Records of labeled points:
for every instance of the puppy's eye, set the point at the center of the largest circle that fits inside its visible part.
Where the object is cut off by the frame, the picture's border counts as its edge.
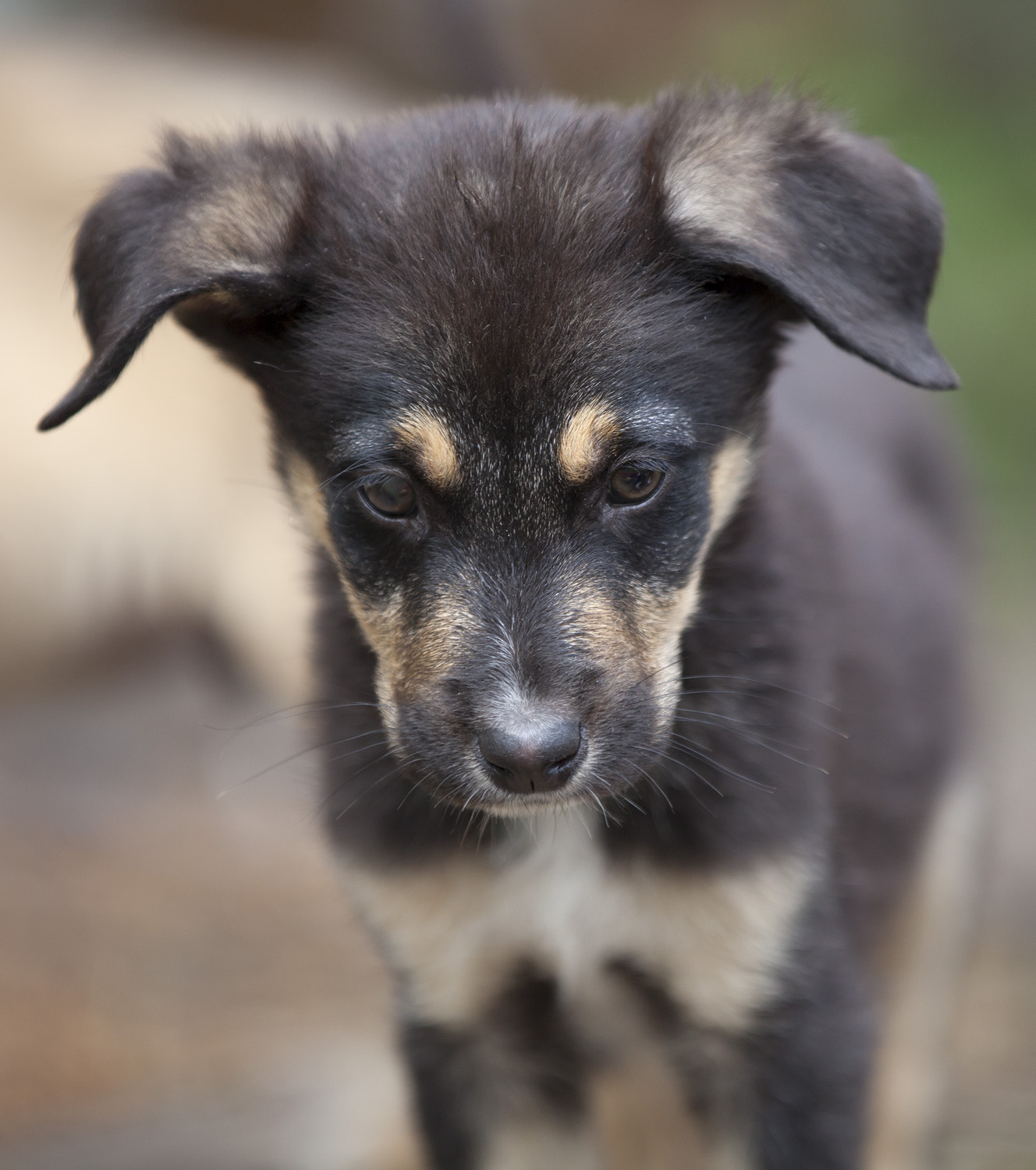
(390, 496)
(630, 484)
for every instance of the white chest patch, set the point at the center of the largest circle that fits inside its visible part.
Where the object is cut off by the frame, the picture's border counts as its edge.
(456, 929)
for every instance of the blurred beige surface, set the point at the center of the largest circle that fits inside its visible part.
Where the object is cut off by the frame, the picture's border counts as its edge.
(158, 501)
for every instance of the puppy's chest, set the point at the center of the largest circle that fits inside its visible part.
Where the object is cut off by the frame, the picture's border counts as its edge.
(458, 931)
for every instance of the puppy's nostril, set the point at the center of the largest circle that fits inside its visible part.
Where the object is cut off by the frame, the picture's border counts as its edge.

> [Exercise description]:
Rewrite the part of the items that runs from the line containing "for every instance of the white" through the end of the items, replacing "visible part" with "unobscured part" and leaving everything else unchanged.

> [Exercise response]:
for every instance of the white chest patch, set the point at the center of the largest circle that fits inside its unobscured part.
Where the object is cut off by the frame, the picture's border counts as its edge.
(456, 929)
for every instance of the blurred beige surface, set the point at the center of the largest circle that fits inside its unobscured part.
Where the object is cut off by the frame, the picture's border counts as its edge.
(158, 501)
for every instance of the puppy's chest, set the point at the center of the largest circle that fits inside its unobscured part.
Where the object is cut off by the frame, the picture's border counts as its edge.
(458, 931)
for every instance of the puppy's nostril, set the point at the center of the largest circle that fits inside its unobscured part.
Where the object is cut off by the frame, the picture's border counts as its edge.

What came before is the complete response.